• [SET TASK]
Extract every line in the records below that contains the word "paved". Case counts, so a line with a different capitalization doesn't match.

==== MATERIAL FOR THIS EXERCISE ====

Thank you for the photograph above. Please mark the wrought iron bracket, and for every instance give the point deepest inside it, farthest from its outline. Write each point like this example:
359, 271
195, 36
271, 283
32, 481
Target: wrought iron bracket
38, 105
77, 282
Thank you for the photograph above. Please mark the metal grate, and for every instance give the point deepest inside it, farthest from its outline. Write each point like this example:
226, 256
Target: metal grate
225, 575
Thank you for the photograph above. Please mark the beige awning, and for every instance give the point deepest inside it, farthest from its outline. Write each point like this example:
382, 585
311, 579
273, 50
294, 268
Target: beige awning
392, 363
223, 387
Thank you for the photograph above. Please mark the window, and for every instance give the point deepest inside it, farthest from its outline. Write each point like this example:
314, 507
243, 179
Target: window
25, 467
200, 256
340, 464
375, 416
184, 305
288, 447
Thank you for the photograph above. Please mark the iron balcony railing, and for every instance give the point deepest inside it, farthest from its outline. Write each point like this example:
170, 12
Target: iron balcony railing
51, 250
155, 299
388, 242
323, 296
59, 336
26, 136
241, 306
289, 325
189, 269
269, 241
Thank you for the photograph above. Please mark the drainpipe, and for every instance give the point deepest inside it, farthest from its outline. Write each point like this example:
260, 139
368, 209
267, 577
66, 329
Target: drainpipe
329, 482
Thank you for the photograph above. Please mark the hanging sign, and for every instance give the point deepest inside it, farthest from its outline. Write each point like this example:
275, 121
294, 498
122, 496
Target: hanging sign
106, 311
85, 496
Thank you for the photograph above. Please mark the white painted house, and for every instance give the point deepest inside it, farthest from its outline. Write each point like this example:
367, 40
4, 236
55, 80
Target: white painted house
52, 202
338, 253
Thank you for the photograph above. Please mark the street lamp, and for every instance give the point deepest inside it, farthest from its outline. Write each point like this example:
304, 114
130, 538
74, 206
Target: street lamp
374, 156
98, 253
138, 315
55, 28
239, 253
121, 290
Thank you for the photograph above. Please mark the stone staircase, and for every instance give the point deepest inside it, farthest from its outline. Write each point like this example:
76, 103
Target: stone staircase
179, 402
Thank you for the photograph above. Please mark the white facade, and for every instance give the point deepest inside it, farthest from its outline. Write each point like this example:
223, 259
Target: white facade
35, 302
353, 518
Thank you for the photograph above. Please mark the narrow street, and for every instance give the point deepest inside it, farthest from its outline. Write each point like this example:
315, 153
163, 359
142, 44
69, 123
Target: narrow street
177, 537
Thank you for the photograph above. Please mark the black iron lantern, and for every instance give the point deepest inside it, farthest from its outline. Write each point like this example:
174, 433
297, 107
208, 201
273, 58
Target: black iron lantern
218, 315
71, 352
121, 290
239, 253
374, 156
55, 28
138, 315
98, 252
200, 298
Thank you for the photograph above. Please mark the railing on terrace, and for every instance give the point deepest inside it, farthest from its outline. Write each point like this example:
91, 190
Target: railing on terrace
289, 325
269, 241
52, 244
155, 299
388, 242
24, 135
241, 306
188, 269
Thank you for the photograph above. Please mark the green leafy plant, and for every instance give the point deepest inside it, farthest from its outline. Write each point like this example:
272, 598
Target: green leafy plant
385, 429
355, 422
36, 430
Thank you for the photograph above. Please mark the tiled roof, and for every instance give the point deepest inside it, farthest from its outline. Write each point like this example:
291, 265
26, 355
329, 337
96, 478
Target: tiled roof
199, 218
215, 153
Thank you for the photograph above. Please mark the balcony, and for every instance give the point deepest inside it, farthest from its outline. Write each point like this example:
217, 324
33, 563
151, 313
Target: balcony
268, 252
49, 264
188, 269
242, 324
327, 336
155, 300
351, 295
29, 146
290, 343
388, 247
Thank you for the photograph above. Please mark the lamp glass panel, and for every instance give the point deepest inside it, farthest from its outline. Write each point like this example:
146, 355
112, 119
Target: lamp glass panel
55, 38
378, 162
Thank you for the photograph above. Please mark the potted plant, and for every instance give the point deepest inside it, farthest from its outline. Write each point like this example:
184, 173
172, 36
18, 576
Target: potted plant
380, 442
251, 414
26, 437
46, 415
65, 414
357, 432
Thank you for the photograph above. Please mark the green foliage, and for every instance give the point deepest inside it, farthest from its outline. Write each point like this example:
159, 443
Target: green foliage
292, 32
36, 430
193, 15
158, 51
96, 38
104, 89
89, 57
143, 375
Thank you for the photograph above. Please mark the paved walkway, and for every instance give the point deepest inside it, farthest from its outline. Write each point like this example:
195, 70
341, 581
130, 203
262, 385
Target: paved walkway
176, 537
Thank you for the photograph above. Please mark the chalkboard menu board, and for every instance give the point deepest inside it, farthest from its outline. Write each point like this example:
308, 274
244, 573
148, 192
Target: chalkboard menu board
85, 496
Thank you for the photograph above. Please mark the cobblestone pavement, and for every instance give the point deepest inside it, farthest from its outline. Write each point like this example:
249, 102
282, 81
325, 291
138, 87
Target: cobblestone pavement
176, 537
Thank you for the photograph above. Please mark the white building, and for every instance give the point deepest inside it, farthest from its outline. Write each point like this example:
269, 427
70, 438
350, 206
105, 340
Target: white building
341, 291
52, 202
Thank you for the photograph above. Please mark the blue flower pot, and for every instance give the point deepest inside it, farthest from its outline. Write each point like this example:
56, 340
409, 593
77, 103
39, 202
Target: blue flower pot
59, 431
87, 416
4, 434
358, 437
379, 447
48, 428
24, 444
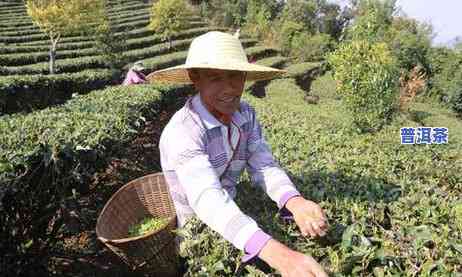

====

• [FULL SOLUTION]
Thank you for the photograph above. Please mark the paved walkway, and for every instance give the point deepest inside it, farthest from its outline. Write each point like this example:
Target: paved walkway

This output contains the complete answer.